Excerpt to read
+---+
Correction:  To compute your own post-stratified weights:

Suppose the weighted proportion of workers in post-stratum k is p_k and that the proportion of workers in the population in stratum k is P_k, then create a new weight as
new_weight = myweight*(P_k/p_k)*((population total)/(sample sum of myweight))

The sample sum of the new_weight should equal the population total.

Steve

-
That's clear, Dmitris.

So ignore stratification at the worker stage.

****************************************
egen stratum = group(firm_size x_firm)
svyset firm_id [pweight = myweight] , strata(stratum)
***************************************

You must then construct your sampling weight as the product of two components: myweight = (1/p1)x(1/p2).

1. p1 =  Pr of select a firm  = 30/(no. of firms in the firm's stratum)
2. p2 = Pr of select a worker = (no. of workers/no. eligible), where the choices were made separately in each firm according to the selection plan you describe.

To check how well the estimated workers in each category matches the known numbers you should run

******************
svy: tab firm_size x_firm, cell
******************

Unfortunately, I believe that with this design, the numbers will not match well, with the bias possibly towards smaller firms. If this occurs, use the poststrata() and postweight() options in-svyset- to match the known numbers.
+---+
Listing
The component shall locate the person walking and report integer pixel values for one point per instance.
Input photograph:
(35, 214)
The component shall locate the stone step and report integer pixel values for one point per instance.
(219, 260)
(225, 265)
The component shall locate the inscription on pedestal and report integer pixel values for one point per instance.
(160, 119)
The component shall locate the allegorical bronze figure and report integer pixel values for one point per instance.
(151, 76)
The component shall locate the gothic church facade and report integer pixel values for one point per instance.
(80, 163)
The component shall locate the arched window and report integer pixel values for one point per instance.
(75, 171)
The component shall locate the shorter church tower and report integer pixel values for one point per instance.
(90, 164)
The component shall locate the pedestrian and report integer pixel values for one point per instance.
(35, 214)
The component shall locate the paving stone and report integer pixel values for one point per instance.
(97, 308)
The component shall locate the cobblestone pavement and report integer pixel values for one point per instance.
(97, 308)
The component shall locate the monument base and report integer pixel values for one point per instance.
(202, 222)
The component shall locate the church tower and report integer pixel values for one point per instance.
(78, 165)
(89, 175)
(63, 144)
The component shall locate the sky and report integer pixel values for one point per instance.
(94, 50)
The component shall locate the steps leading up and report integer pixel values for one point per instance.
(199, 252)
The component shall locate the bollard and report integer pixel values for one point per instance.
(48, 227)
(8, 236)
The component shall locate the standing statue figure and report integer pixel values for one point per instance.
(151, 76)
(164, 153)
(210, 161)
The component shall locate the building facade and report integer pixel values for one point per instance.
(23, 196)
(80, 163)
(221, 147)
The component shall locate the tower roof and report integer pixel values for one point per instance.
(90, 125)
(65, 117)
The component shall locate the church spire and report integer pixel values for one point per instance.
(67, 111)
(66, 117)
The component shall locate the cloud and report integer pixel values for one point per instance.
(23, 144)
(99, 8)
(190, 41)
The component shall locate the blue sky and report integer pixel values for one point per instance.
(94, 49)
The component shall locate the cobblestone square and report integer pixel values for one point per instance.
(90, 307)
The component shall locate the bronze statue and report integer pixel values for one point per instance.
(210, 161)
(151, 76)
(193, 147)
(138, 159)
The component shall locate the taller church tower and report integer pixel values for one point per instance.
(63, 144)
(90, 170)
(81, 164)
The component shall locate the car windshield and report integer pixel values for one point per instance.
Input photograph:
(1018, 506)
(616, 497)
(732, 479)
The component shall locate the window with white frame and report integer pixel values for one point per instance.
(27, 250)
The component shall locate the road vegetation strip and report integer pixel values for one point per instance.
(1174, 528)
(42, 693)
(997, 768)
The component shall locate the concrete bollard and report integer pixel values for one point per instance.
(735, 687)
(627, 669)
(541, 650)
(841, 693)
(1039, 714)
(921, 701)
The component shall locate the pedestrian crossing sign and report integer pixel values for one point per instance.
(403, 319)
+---+
Set problem
Can you repeat the post on survey weights word for word, from start to finish? These lines have nothing to do with the post on survey weights.

Problem solution
Correction:  To compute your own post-stratified weights:

Suppose the weighted proportion of workers in post-stratum k is p_k and that the proportion of workers in the population in stratum k is P_k, then create a new weight as
new_weight = myweight*(P_k/p_k)*((population total)/(sample sum of myweight))

The sample sum of the new_weight should equal the population total.

Steve

-
That's clear, Dmitris.

So ignore stratification at the worker stage.

****************************************
egen stratum = group(firm_size x_firm)
svyset firm_id [pweight = myweight] , strata(stratum)
***************************************

You must then construct your sampling weight as the product of two components: myweight = (1/p1)x(1/p2).

1. p1 =  Pr of select a firm  = 30/(no. of firms in the firm's stratum)
2. p2 = Pr of select a worker = (no. of workers/no. eligible), where the choices were made separately in each firm according to the selection plan you describe.

To check how well the estimated workers in each category matches the known numbers you should run

******************
svy: tab firm_size x_firm, cell
******************

Unfortunately, I believe that with this design, the numbers will not match well, with the bias possibly towards smaller firms. If this occurs, use the poststrata() and postweight() options in-svyset- to match the known numbers.